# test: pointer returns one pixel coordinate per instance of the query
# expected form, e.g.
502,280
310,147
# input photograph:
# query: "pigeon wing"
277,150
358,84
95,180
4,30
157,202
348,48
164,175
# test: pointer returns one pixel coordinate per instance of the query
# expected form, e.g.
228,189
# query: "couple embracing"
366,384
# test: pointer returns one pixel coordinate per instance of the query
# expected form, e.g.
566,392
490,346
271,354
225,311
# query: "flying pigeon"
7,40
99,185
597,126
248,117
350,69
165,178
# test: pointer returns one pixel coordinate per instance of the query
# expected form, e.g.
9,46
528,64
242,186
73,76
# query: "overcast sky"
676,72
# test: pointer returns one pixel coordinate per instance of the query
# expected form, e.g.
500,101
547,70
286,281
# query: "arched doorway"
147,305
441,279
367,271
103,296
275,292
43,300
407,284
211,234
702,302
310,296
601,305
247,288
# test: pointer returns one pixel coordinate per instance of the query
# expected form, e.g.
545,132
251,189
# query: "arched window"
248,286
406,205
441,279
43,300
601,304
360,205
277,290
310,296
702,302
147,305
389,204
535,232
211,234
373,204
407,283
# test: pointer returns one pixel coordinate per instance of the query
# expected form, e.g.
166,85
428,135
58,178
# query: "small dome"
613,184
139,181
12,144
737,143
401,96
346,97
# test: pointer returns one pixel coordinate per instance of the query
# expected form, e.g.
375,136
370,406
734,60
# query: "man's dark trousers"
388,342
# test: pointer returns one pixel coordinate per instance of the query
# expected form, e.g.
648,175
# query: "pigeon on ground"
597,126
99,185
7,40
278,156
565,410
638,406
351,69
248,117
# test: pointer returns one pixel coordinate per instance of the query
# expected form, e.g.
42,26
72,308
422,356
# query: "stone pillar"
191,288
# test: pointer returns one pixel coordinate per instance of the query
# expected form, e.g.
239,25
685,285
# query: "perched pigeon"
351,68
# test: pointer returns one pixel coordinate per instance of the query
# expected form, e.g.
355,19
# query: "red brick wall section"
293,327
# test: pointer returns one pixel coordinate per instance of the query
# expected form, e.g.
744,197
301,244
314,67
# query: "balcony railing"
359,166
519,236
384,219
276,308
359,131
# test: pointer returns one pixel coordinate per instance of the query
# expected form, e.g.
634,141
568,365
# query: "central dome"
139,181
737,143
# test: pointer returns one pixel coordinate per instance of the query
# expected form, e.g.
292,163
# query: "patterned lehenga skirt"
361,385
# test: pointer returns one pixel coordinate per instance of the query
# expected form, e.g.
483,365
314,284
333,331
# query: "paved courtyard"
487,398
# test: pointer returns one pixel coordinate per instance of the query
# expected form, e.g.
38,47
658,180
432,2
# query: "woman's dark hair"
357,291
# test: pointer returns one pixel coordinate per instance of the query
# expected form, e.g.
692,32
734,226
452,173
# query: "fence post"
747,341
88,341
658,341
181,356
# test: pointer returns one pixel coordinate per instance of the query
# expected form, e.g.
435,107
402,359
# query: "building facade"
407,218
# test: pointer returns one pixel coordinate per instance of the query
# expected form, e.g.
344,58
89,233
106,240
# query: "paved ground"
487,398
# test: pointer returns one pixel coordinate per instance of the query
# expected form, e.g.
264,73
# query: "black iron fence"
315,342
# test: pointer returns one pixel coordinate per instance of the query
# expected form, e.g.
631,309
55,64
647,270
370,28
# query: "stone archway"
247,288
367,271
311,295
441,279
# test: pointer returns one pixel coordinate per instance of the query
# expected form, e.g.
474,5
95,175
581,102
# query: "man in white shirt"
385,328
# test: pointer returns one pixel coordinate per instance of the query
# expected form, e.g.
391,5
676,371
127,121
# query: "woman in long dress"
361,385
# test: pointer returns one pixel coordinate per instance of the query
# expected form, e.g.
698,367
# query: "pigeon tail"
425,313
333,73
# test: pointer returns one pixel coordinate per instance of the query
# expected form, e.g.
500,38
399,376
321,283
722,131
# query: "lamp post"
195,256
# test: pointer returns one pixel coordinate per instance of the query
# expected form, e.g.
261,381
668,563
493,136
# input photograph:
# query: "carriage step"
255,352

════════════════════

Please give each line above again, word for word.

# test: pointer returns one pixel coordinate per instance of the query
# expected form, e.g.
502,280
310,147
# input photograph:
# query: "pigeon wing"
277,150
358,84
95,180
4,30
157,202
348,48
164,175
# test: pointer returns one pixel coordinate per instance of the query
# expected form, e.g.
228,189
# query: "couple embracing"
366,384
# test: pointer returns one pixel coordinate per instance of the query
# expected form, e.g.
566,392
490,346
271,354
225,311
# query: "flying pigeon"
7,40
99,185
597,126
248,117
350,69
165,178
# test: pointer returns one pixel coordinate per instance of the query
# expected form, e.g.
9,46
528,64
242,186
73,76
# query: "overcast sky"
676,72
# test: pointer returns one pixel coordinate per instance of the query
# expected form, e.g.
500,101
547,70
286,281
# query: "arched doorway"
147,305
441,279
367,271
103,296
275,292
43,300
407,284
211,234
702,302
310,296
601,305
247,288
# test: pointer returns one pixel coordinate per instance of the query
# expected form, e.g.
545,132
251,189
# query: "arched window"
248,286
406,205
441,279
43,300
601,304
360,205
277,290
310,296
702,302
147,305
389,204
535,232
211,234
373,204
407,283
# test: pointer returns one pixel coordinate per instance of the query
# expected form, e.g.
166,85
428,135
58,178
# query: "small dome"
613,184
139,181
12,144
737,143
401,96
346,97
# test: pointer returns one pixel coordinate per instance of the query
# expected form, e.g.
375,136
370,406
734,60
# query: "man's dark trousers"
388,342
# test: pointer returns one pixel coordinate per instance of the query
# expected form, e.g.
648,175
# query: "pigeon on ground"
597,126
99,185
7,40
278,156
565,410
638,406
351,69
248,117
# test: pointer returns one pixel coordinate per instance of the query
# expected form, e.g.
42,26
72,308
422,356
# query: "stone pillar"
191,288
# test: pointer returns one pixel coordinate per instance of the query
# expected form, e.g.
239,25
685,285
# query: "perched pigeon"
351,68
# test: pointer returns one pixel coordinate per instance of the query
# expected form, e.g.
355,19
# query: "red brick wall section"
293,327
# test: pointer returns one pixel coordinate per instance of the query
# expected form, e.g.
744,197
301,244
314,67
# query: "balcony railing"
359,166
519,236
384,219
276,308
359,131
# test: pointer returns one pixel coordinate per instance of the query
# expected form, e.g.
634,141
568,365
# query: "central dome"
139,181
737,143
# test: pointer returns one pixel coordinate per instance of the query
# expected form, e.g.
292,163
# query: "patterned lehenga skirt"
361,385
# test: pointer returns one pixel coordinate per instance of the query
# expected form, e.g.
483,365
314,284
333,331
# query: "paved courtyard"
487,398
# test: pointer returns one pixel coordinate per instance of the query
# expected form, e.g.
38,47
658,180
432,2
# query: "woman's dark hair"
357,291
# test: pointer returns one pixel coordinate per instance of the query
# expected form, e.g.
692,32
734,226
452,173
# query: "fence post"
747,341
88,341
658,341
181,356
# test: pointer returns one pixel coordinate per instance of the query
# expected form, e.g.
435,107
402,359
# query: "building facade"
407,218
# test: pointer returns one pixel coordinate per instance of the query
# expected form, e.g.
344,58
89,233
106,240
# query: "paved ground"
487,398
# test: pointer returns one pixel coordinate per instance of the query
# expected form, e.g.
264,73
# query: "black iron fence"
315,342
# test: pointer returns one pixel coordinate per instance of the query
# expected form, e.g.
631,309
55,64
647,270
370,28
# query: "stone archway"
247,288
367,271
311,295
441,279
# test: pointer returns one pixel coordinate per instance of the query
# expected form, e.g.
474,5
95,175
581,102
# query: "man in white shirt"
385,328
# test: pointer returns one pixel coordinate per instance of the query
# expected form, e.g.
391,5
676,371
127,121
# query: "woman in long dress"
361,385
# test: pointer returns one pixel coordinate per instance of the query
# expected form, e.g.
698,367
# query: "pigeon tail"
425,313
333,73
# test: pointer returns one pixel coordinate per instance of the query
# expected form, e.g.
500,38
399,376
321,283
722,131
# query: "lamp post"
195,256
# test: pointer returns one pixel coordinate per instance of the query
# expected form, e.g.
261,381
668,563
493,136
# input photograph:
# query: "carriage step"
255,352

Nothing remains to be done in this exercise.